Selain itu, perempuan juga mengalami ketidakadilan gender lainnya seperti subordinasi atau anggapan bahwa perempuan tidak penting dalam pengambilan keputusan politik, kekerasan (violence), hingga pelabelan negatif atau stereotipe (Derana, 2016).  Di era emansipasi saat ini, semua ketidakadilan gender tersebut harus mulai kita hilangkan ya Sobat. 

Budaya patriarki atau memandang laki-laki sebagai pusat otoritas dan kekuasaan di berbagai aspek kehidupan, harus perlahan dihilangkan. Hal ini dapat dilakukan dengan memandang gender sebagai sesuatu yang tidak kaku sehingga dapat memberikan kesempatan dan akses yang setara tanpa memandang gender, serta dapat tercipta keadilan dalam pembagian kerja antara perempuan dan laki-laki (Yayasan BaKTI, 2020). Namun, berbagai peluang dan akses yang didapatkan perempuan saat ini tidak selamanya menjamin perempuan bisa mendapatkan rasa aman secara menyeluruh. Kira-kira kenapa ya Sobat?

Partisipasi Perempuan dan Konsekuensinya pada Keamanan Holistik

Berdasarkan data dari GoodStats (2024), per Februari 2024 Tingkat Partisipasi Angkatan Kerja Perempuan (TPAK) berada di angka 55,41% dan menunjukkan tren peningkatan tiap tahunnya. Artinya, perempuan juga sudah memiliki peluang untuk mengakses pekerjaan, meskipun masih memiliki ketimpangan dengan laki-laki. Perempuan juga aktif berpartisipasi dalam pers atau usaha pengumpulan dan penyiaran berita di Indonesia. Dilansir dari Bandung Bergerak (2025) sebanyak 20% jurnalis di Indonesia adalah perempuan.

****************

▶ [Tugas yang Dikerjakan]
1 - Salin bagian teks pilihan dari "Berdasarkan data dari" sampai dengan "Indonesia adalah perempuan.", termasuk kedua bagian itu.
2 - Jawab pertanyaan berikut berdasarkan teks pilihan.
(a) Menurut teks pilihan, budaya patriarki memandang laki-laki sebagai apa?
(b) Berapa Tingkat Partisipasi Angkatan Kerja Perempuan per Februari 2024 menurut data GoodStats (2024)?
(c) Berapa persen jurnalis di Indonesia yang perempuan menurut Bandung Bergerak (2025)?
Materi ini diambil dari sumber lain.

[Catatan dari sumber data]
****************

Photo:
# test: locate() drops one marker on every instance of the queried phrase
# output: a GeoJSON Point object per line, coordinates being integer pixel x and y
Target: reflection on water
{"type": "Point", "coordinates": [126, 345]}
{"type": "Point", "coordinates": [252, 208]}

****************

▶ [Jawaban Tiap Tugas]
1 -
Berdasarkan data dari GoodStats (2024), per Februari 2024 Tingkat Partisipasi Angkatan Kerja Perempuan (TPAK) berada di angka 55,41% dan menunjukkan tren peningkatan tiap tahunnya. Artinya, perempuan juga sudah memiliki peluang untuk mengakses pekerjaan, meskipun masih memiliki ketimpangan dengan laki-laki. Perempuan juga aktif berpartisipasi dalam pers atau usaha pengumpulan dan penyiaran berita di Indonesia. Dilansir dari Bandung Bergerak (2025) sebanyak 20% jurnalis di Indonesia adalah perempuan.

2 -
(a) Sebagai pusat otoritas dan kekuasaan di berbagai aspek kehidupan.
(b) 55,41%.
(c) 20%.